→ EXCERPT PROVIDED
· · · · ·
References to understand $K3$ surface as a double cover of $\mathbb{P}^2$ ramified along a sextic My goal is to understand that 

$2:1$ cover of $\mathbb{P}^2(\mathbb{C})$ ramified along a sextic is a $K3$ surface.

My main problem is in understanding the theory of ramified covering of $\mathbb{P}^2.$ Since $\mathbb{P}^2$ is compact, there are no global non constant holomorphic functions there. So one considers the section in a line bundle over $\mathbb{P}^2.$ I don't understand what happens after this. Is there a nice reference to understand the ramified covering of projective space? 
Just as a matter of fact, I know about adjunction formula, holomorphic line bundles, divisors...(and of course the defintion of K3 surfaces.) 
 A: I don't know a specific reference but I can give an explanation of how you classify ramified double covers of any variety $X$ over an algebraically closed field.
· · · · ·
→ LISTED ENTRIES
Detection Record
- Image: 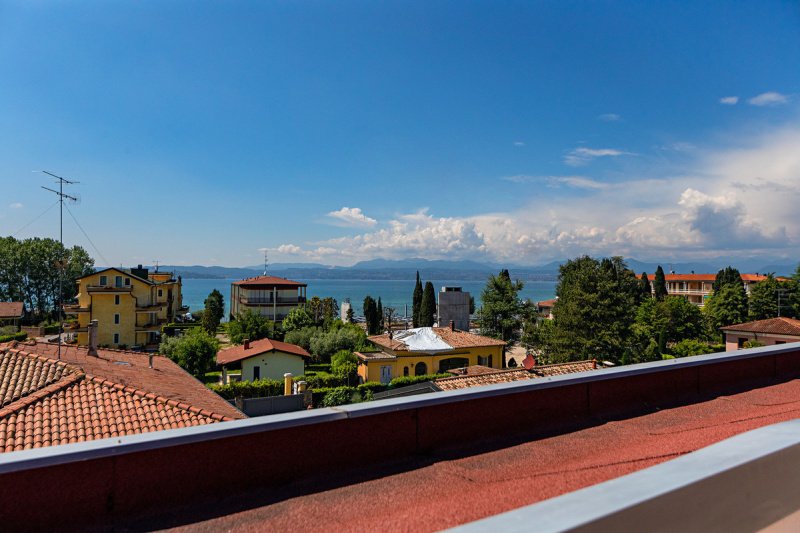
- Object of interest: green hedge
[208,379,283,400]
[389,374,453,389]
[0,331,28,342]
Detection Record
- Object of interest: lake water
[183,279,556,316]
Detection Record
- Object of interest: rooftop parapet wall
[0,345,800,528]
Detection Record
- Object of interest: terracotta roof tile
[0,343,245,418]
[0,302,25,318]
[0,348,234,453]
[720,317,800,336]
[367,328,506,352]
[434,368,533,390]
[217,339,311,365]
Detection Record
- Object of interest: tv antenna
[34,170,79,360]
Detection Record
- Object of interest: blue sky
[0,1,800,266]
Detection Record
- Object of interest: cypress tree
[639,272,653,300]
[411,270,422,328]
[419,281,436,327]
[653,265,667,301]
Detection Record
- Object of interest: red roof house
[217,339,311,381]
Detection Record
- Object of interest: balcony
[86,285,133,293]
[239,296,306,306]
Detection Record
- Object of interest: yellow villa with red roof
[356,326,506,383]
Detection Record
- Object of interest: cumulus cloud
[327,207,378,227]
[564,148,633,167]
[747,92,789,107]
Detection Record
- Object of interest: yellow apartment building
[64,265,186,349]
[356,326,506,383]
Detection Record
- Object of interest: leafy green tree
[419,281,436,328]
[703,282,748,331]
[282,307,315,334]
[653,265,668,300]
[480,269,524,342]
[159,328,219,378]
[202,289,225,335]
[639,272,653,301]
[331,350,358,385]
[364,295,381,335]
[411,270,423,328]
[544,256,640,363]
[228,309,279,344]
[748,274,794,320]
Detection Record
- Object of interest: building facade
[64,265,186,349]
[356,327,506,383]
[230,276,307,322]
[664,273,785,307]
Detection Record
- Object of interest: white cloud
[747,92,789,106]
[276,127,800,264]
[564,148,633,167]
[328,207,378,227]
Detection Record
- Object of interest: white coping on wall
[0,343,800,474]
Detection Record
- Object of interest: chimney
[86,320,98,357]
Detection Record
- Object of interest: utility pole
[42,170,79,360]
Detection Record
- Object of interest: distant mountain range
[134,258,797,281]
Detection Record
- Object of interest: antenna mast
[42,170,79,360]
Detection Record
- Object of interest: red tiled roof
[434,368,533,390]
[0,349,230,453]
[217,339,311,365]
[367,327,506,352]
[0,342,245,418]
[233,276,307,287]
[720,317,800,337]
[0,302,25,318]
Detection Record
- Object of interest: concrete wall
[242,352,305,381]
[0,345,800,530]
[436,291,469,331]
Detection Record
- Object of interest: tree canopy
[411,270,423,328]
[159,328,219,377]
[480,269,524,342]
[419,281,436,327]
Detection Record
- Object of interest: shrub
· · · · ·
→ COMPLETE THE FOLLOWING
A: Retype the part of the thread on K3 surfaces running from "References to understand" up to and including "of K3 surfaces.)".
B: In the thread on K3 surfaces, list every topic the poster says they already know about.
The lines placed after the thread are not used in any way here.

→ SOLUTIONS BELOW
A:
References to understand $K3$ surface as a double cover of $\mathbb{P}^2$ ramified along a sextic My goal is to understand that 

$2:1$ cover of $\mathbb{P}^2(\mathbb{C})$ ramified along a sextic is a $K3$ surface.

My main problem is in understanding the theory of ramified covering of $\mathbb{P}^2.$ Since $\mathbb{P}^2$ is compact, there are no global non constant holomorphic functions there. So one considers the section in a line bundle over $\mathbb{P}^2.$ I don't understand what happens after this. Is there a nice reference to understand the ramified covering of projective space? 
Just as a matter of fact, I know about adjunction formula, holomorphic line bundles, divisors...(and of course the defintion of K3 surfaces.)

B:
- adjunction formula
- holomorphic line bundles
- divisors
- the definition of K3 surfaces